**Brief**
Please copy all of the material below line for line, without changing a single character.

***** Exercise materials

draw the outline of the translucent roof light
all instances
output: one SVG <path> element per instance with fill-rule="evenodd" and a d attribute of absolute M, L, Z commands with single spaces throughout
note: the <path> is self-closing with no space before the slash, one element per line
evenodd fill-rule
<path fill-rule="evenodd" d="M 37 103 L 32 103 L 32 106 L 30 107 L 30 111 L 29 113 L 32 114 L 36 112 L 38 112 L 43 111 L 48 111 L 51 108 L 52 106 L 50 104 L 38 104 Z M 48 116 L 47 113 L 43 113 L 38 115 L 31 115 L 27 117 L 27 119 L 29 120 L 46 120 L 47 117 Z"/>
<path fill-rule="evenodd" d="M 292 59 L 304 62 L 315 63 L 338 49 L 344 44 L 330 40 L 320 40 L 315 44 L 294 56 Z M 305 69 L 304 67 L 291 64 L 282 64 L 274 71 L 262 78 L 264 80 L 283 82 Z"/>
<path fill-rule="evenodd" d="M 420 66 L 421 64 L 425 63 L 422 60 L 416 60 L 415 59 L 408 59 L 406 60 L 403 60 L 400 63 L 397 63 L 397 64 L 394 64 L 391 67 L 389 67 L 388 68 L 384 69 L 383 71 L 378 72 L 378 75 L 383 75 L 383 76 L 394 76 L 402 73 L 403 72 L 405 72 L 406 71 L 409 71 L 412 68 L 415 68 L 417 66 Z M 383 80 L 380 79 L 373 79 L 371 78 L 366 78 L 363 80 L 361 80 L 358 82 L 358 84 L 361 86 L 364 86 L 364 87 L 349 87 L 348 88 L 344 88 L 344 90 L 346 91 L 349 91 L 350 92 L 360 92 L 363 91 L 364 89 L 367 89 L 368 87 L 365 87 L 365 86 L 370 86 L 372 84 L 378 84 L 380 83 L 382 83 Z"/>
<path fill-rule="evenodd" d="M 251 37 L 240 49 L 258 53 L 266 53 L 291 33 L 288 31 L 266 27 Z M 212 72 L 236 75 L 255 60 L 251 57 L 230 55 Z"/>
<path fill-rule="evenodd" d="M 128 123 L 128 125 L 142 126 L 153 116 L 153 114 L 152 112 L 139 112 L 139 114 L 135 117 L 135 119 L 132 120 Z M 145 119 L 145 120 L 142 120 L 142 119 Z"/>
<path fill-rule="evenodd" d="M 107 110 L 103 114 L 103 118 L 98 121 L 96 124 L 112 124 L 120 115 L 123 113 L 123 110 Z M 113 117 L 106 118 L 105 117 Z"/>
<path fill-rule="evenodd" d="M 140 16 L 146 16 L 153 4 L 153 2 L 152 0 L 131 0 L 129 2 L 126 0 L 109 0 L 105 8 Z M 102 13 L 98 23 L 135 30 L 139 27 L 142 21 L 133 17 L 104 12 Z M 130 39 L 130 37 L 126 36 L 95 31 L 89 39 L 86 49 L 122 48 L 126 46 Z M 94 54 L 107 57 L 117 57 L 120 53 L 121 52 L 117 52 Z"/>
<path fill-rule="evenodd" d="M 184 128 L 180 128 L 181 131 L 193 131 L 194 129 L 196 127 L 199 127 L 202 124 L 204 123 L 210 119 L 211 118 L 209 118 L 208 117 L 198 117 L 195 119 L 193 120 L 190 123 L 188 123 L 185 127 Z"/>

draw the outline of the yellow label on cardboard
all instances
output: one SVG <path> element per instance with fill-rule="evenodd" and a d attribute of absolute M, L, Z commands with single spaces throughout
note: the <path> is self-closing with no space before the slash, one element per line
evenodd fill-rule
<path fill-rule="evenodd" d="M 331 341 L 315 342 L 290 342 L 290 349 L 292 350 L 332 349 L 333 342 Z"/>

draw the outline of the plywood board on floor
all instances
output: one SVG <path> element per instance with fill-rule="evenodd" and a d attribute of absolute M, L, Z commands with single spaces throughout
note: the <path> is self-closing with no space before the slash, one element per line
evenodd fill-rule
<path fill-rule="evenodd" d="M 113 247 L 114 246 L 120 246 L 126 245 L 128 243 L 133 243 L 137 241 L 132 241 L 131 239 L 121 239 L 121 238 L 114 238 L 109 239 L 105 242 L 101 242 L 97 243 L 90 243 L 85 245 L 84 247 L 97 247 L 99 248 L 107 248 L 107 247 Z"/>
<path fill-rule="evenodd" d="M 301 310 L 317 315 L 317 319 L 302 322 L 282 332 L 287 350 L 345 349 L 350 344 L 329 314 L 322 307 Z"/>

**********

**Final result**
draw the outline of the translucent roof light
all instances
output: one SVG <path> element per instance with fill-rule="evenodd" and a d attribute of absolute M, L, Z commands with single spaces throughout
note: the <path> is self-closing with no space before the slash, one element per line
evenodd fill-rule
<path fill-rule="evenodd" d="M 37 103 L 32 103 L 32 106 L 30 107 L 30 111 L 29 113 L 32 114 L 36 112 L 38 112 L 43 111 L 48 111 L 51 108 L 52 106 L 50 104 L 38 104 Z M 48 116 L 47 113 L 43 113 L 38 115 L 31 115 L 27 117 L 27 119 L 29 120 L 46 120 L 47 117 Z"/>
<path fill-rule="evenodd" d="M 292 59 L 304 62 L 315 63 L 338 49 L 344 44 L 330 40 L 320 40 L 315 44 L 294 56 Z M 305 69 L 304 67 L 291 64 L 282 64 L 274 71 L 262 78 L 264 80 L 283 82 Z"/>
<path fill-rule="evenodd" d="M 420 66 L 421 64 L 425 63 L 422 60 L 416 60 L 415 59 L 408 59 L 406 60 L 403 60 L 400 63 L 397 63 L 397 64 L 394 64 L 391 67 L 389 67 L 388 68 L 384 69 L 383 71 L 378 72 L 378 75 L 383 75 L 383 76 L 394 76 L 402 73 L 403 72 L 405 72 L 406 71 L 409 71 L 412 68 L 415 68 L 417 66 Z M 383 80 L 380 79 L 373 79 L 371 78 L 366 78 L 363 80 L 361 80 L 358 82 L 358 84 L 361 86 L 364 86 L 364 87 L 349 87 L 348 88 L 344 88 L 344 90 L 346 91 L 349 91 L 350 92 L 360 92 L 363 91 L 364 89 L 367 89 L 368 87 L 365 87 L 365 86 L 370 86 L 372 84 L 378 84 L 380 83 L 382 83 Z"/>
<path fill-rule="evenodd" d="M 251 37 L 240 49 L 258 53 L 266 53 L 291 33 L 288 31 L 266 27 Z M 212 72 L 236 75 L 255 60 L 251 57 L 230 55 Z"/>
<path fill-rule="evenodd" d="M 128 123 L 128 125 L 142 126 L 153 116 L 153 114 L 152 112 L 139 112 L 139 114 L 135 117 L 135 119 L 132 120 Z M 145 119 L 145 120 L 142 120 L 142 119 Z"/>
<path fill-rule="evenodd" d="M 107 110 L 103 114 L 103 118 L 98 121 L 96 124 L 112 124 L 120 115 L 123 113 L 123 110 Z M 113 117 L 106 118 L 105 117 Z"/>
<path fill-rule="evenodd" d="M 140 16 L 146 16 L 153 4 L 153 2 L 152 0 L 131 0 L 129 2 L 126 0 L 109 0 L 105 8 Z M 102 13 L 98 23 L 135 30 L 139 27 L 142 21 L 133 17 L 104 12 Z M 130 39 L 130 37 L 126 36 L 95 31 L 89 39 L 86 49 L 122 48 L 126 46 Z M 94 54 L 107 57 L 117 57 L 120 53 L 121 52 L 117 52 Z"/>
<path fill-rule="evenodd" d="M 184 128 L 180 128 L 181 131 L 193 131 L 194 129 L 196 127 L 199 127 L 202 124 L 204 123 L 210 119 L 211 118 L 209 118 L 208 117 L 198 117 L 195 119 L 193 120 L 190 123 L 188 123 L 185 127 Z"/>

draw the outline of the yellow label on cardboard
all instances
output: one SVG <path> element per instance with fill-rule="evenodd" and a d attribute of absolute M, L, Z commands with single spaces throughout
note: the <path> is self-closing with no space before the slash, one element per line
evenodd fill-rule
<path fill-rule="evenodd" d="M 331 341 L 315 342 L 290 342 L 290 349 L 292 350 L 332 349 L 333 342 Z"/>

draw the outline of the plywood board on floor
all instances
output: one SVG <path> element per instance with fill-rule="evenodd" and a d attribute of absolute M, L, Z commands with single spaces throughout
note: the <path> is self-closing with no space before the slash, one element per line
evenodd fill-rule
<path fill-rule="evenodd" d="M 113 247 L 114 246 L 120 246 L 126 245 L 128 243 L 133 243 L 137 241 L 132 241 L 131 239 L 121 239 L 121 238 L 114 238 L 109 239 L 105 242 L 101 242 L 97 243 L 90 243 L 85 245 L 84 247 L 97 247 L 99 248 L 107 248 L 107 247 Z"/>
<path fill-rule="evenodd" d="M 301 310 L 317 315 L 317 319 L 302 322 L 282 332 L 287 350 L 345 349 L 350 344 L 329 314 L 322 307 Z"/>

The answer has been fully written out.